• Required work:
Can you pull out each line of the data below that includes the word "task"?

Collected data entries:
# # # # # # #

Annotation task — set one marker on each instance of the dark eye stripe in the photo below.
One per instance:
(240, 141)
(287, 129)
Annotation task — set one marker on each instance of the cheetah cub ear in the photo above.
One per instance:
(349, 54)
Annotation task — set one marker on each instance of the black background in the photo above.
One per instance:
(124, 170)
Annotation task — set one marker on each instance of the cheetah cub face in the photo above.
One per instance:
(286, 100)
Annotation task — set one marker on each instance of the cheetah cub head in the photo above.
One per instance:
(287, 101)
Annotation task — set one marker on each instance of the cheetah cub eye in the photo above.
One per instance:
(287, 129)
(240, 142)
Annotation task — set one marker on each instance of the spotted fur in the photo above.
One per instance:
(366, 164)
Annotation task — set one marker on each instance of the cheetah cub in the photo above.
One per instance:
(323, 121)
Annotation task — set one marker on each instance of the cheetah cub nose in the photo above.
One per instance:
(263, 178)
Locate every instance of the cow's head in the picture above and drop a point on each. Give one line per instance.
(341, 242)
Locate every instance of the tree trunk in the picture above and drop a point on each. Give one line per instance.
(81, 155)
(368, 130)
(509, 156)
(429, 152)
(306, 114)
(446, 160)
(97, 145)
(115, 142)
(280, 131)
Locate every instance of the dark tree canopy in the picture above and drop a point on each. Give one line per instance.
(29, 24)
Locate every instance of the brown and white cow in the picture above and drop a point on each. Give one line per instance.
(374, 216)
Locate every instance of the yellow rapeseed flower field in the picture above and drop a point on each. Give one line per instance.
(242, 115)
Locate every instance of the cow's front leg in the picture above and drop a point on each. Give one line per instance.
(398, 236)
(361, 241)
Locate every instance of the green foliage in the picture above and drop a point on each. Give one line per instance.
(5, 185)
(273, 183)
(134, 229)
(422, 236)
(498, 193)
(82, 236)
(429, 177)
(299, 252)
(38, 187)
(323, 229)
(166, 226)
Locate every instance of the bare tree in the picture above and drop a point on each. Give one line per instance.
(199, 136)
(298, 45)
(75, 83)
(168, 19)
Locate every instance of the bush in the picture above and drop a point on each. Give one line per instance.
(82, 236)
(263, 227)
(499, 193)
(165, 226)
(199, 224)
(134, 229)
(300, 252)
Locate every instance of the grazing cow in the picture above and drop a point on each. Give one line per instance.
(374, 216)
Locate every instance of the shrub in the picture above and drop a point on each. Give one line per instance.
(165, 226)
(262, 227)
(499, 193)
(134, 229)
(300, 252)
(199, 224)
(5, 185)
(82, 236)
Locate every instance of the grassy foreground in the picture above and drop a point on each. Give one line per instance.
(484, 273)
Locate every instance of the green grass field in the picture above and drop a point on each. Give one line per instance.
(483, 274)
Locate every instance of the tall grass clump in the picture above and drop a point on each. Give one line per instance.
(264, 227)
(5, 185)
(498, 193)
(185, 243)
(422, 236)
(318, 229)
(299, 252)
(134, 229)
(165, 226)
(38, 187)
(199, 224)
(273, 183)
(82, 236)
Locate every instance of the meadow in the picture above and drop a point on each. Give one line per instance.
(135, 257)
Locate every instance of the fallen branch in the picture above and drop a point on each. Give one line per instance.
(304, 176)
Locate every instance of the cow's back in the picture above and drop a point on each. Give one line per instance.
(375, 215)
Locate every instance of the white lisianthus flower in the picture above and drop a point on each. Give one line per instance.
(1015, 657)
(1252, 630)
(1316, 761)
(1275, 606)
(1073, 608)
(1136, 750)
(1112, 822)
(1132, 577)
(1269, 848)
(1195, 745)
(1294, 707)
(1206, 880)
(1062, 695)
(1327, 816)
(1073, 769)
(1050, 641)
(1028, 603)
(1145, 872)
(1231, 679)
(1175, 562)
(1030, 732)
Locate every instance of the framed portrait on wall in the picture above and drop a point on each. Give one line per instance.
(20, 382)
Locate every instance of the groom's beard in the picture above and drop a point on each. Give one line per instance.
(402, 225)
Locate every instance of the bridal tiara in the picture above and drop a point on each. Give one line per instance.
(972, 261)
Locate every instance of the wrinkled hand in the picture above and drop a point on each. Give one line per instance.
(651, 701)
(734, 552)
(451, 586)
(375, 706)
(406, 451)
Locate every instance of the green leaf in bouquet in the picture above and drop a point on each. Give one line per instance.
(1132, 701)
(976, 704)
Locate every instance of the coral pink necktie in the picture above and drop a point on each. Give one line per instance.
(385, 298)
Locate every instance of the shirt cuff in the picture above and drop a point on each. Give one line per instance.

# # # # # # #

• Answer space:
Annotation task — set one marker on each instance of the dark eye stripe in the photo below.
Annotation task — set one marker on each instance of the cheetah cub ear in the photo above.
Annotation task — set one marker on each instance of the black background in the photo above.
Annotation task — set one marker on each instance of the cheetah cub face in the photo above.
Annotation task — set one marker on each instance of the cheetah cub head in the photo above.
Annotation task — set one marker on each instance of the cheetah cub eye in the photo above.
Annotation task — set one marker on each instance of the spotted fur in the photo above.
Annotation task — set one marker on each instance of the cheetah cub in the photo above.
Annotation task — set one marker on each instance of the cheetah cub nose in the photo above.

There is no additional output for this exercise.